Try it
When you retype the records that follow, keep each word as it is and drop any pictures.

___ Source data

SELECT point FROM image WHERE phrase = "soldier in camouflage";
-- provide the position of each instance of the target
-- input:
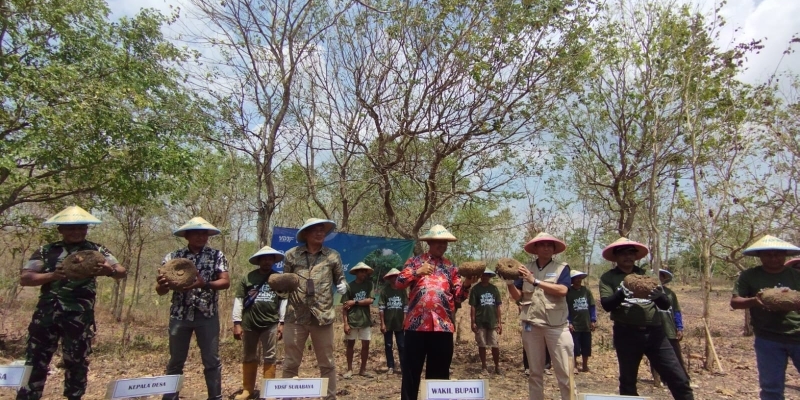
(65, 309)
(310, 308)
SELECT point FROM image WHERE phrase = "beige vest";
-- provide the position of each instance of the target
(538, 307)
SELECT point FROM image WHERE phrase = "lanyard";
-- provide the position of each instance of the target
(543, 266)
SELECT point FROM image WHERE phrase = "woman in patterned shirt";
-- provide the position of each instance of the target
(435, 287)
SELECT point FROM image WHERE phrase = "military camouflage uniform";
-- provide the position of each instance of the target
(312, 315)
(65, 310)
(325, 270)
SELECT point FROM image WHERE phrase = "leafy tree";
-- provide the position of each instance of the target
(90, 107)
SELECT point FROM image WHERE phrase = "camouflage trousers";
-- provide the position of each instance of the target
(74, 329)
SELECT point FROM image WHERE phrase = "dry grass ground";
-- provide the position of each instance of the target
(146, 354)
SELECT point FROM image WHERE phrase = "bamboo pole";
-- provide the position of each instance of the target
(711, 344)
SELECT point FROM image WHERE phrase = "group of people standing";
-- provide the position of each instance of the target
(417, 308)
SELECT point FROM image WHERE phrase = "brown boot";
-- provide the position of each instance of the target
(268, 371)
(249, 372)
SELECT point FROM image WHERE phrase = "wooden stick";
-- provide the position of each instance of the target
(711, 343)
(572, 377)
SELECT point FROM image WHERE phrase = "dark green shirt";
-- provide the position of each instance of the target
(486, 300)
(667, 316)
(358, 316)
(578, 302)
(264, 311)
(393, 304)
(778, 326)
(632, 311)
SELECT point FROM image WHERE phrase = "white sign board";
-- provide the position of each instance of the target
(293, 388)
(455, 389)
(590, 396)
(14, 375)
(126, 388)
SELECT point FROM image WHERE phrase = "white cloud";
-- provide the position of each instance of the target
(775, 21)
(121, 8)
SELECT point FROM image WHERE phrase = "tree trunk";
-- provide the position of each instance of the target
(705, 257)
(748, 329)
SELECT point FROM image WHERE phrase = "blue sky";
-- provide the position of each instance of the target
(776, 20)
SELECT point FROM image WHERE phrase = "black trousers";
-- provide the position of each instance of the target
(632, 342)
(437, 348)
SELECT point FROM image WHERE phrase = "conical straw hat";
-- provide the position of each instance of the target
(198, 224)
(72, 215)
(392, 272)
(360, 266)
(574, 273)
(301, 234)
(641, 250)
(769, 242)
(264, 251)
(438, 232)
(666, 272)
(560, 246)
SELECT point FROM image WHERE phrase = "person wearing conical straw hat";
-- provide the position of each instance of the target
(309, 311)
(357, 318)
(65, 310)
(637, 330)
(256, 318)
(486, 319)
(541, 292)
(582, 318)
(777, 334)
(672, 321)
(434, 288)
(195, 308)
(392, 308)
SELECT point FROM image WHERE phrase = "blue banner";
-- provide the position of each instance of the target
(382, 254)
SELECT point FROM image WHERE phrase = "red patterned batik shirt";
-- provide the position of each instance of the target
(432, 298)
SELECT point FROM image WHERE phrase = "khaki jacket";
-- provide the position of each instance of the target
(538, 307)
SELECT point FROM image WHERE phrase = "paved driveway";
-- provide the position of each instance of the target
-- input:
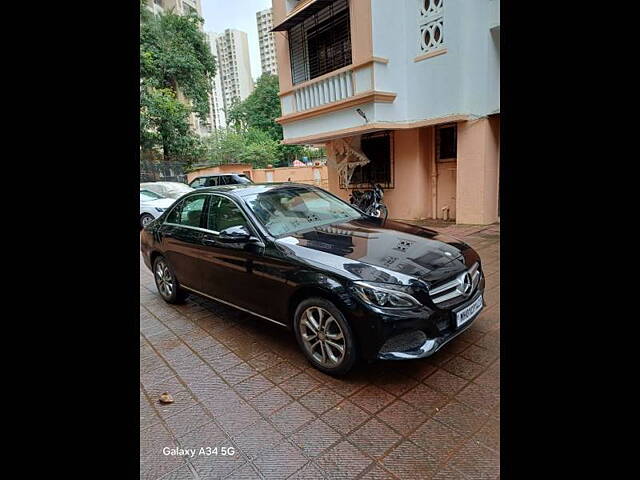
(241, 386)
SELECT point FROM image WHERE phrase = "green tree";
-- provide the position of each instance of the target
(176, 67)
(259, 111)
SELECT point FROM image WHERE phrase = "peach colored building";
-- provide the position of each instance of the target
(405, 93)
(312, 175)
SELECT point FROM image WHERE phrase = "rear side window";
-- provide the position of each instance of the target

______

Solved problem
SELECT point FROM image WHERE phrase = "soldier in camouflage";
-- provide the position of each instance of the target
-- input:
(65, 309)
(310, 308)
SELECT point FROM image WHERE phrase = "beige vest";
-- provide the position of each instance of the target
(538, 307)
SELECT point FROM image WHERE phrase = "lanyard";
-- provide the position of each instance of the target
(543, 266)
SELECT point FROM image WHERE phrase = "woman in patterned shirt";
-- provide the position of each instance of the target
(435, 287)
SELECT point FROM image WHERE phrase = "military camouflage uniform";
-- provide the position of each instance of the target
(312, 315)
(65, 310)
(325, 270)
SELECT point FROM image WHERE phrase = "leafy tree";
-- provide the position of each instance of the target
(90, 107)
SELECT point FROM image WHERE phrase = "camouflage trousers";
-- provide the position of each instance of the target
(74, 329)
SELECT point FROM image WHERE phrase = "dry grass ground";
-- provide the position of each instance of the target
(146, 354)
SELECT point FROM image WHERE phrase = "bamboo pole";
-- provide the position of each instance of the target
(711, 344)
SELECT point FROM image WHERE phrase = "group of people standing";
-- provide the position of each instance of the target
(417, 308)
SELECT point FROM image WHERE phrase = "brown boot";
-- provide the position of each instance of the target
(268, 371)
(249, 372)
SELECT point FROM image WHERE phrase = "wooden stick";
-- provide the position of each instance of the target
(711, 343)
(572, 377)
SELECT point FROM image WHERE phrase = "dark green shirt";
-- provide the position of each instance of the target
(486, 300)
(667, 316)
(358, 316)
(578, 302)
(264, 311)
(393, 304)
(778, 326)
(632, 311)
SELECT point FROM image WHERE phrase = "white sign board";
-- provide the position of each instance of the target
(293, 388)
(455, 389)
(590, 396)
(14, 375)
(126, 388)
SELECT point FROM image WHERE phrase = "white cloud";
-- provide the position of each instance of the target
(775, 21)
(121, 8)
SELECT point FROM image WHERE phrase = "tree trunk";
-- provide the position of each instance of the target
(705, 257)
(748, 329)
SELECT point FROM image WHERE phrase = "blue sky";
-- provide the position of each instance of the target
(776, 20)
SELECT point FROM image WHERE phrase = "black trousers";
-- provide the position of each instance of the target
(632, 342)
(437, 348)
SELECT point FROM image WHERE phrase = "conical straw hat";
-- provide the position of each instance of the target
(198, 224)
(72, 215)
(392, 272)
(360, 266)
(574, 273)
(301, 234)
(641, 250)
(769, 242)
(264, 251)
(438, 232)
(666, 272)
(560, 246)
SELECT point FROM image WHERE phrase = "person wearing conical straw hat";
-- provide the position of each instance of the target
(309, 311)
(357, 318)
(65, 310)
(637, 330)
(256, 318)
(486, 319)
(541, 292)
(582, 318)
(777, 334)
(672, 321)
(434, 288)
(195, 308)
(392, 308)
SELECT point FROM image WHERE phrase = "blue banner";
-- provide the position of each instance of the target
(382, 254)
SELECT point FROM image WHERE phrase = "red patterned batik shirt";
-- provide the position of each instance of the target
(432, 298)
SELECT point FROM image WHERE phrase = "khaki jacket";
-- provide the position of each instance of the target
(538, 307)
SELECT point FROM image WHERE phrase = "paved driveway";
-- provide the position of each instance of the target
-- input:
(241, 386)
SELECT point FROM image WHERE phrase = "green tree";
-- provide the position of each instance of the target
(176, 67)
(259, 111)
SELECT point FROM image WHERE phrase = "peach colored building";
-- provide the position of each instance of the target
(405, 93)
(312, 175)
SELECT point FROM image WHERE phrase = "rear side window";
-- provide the position of each instance of the target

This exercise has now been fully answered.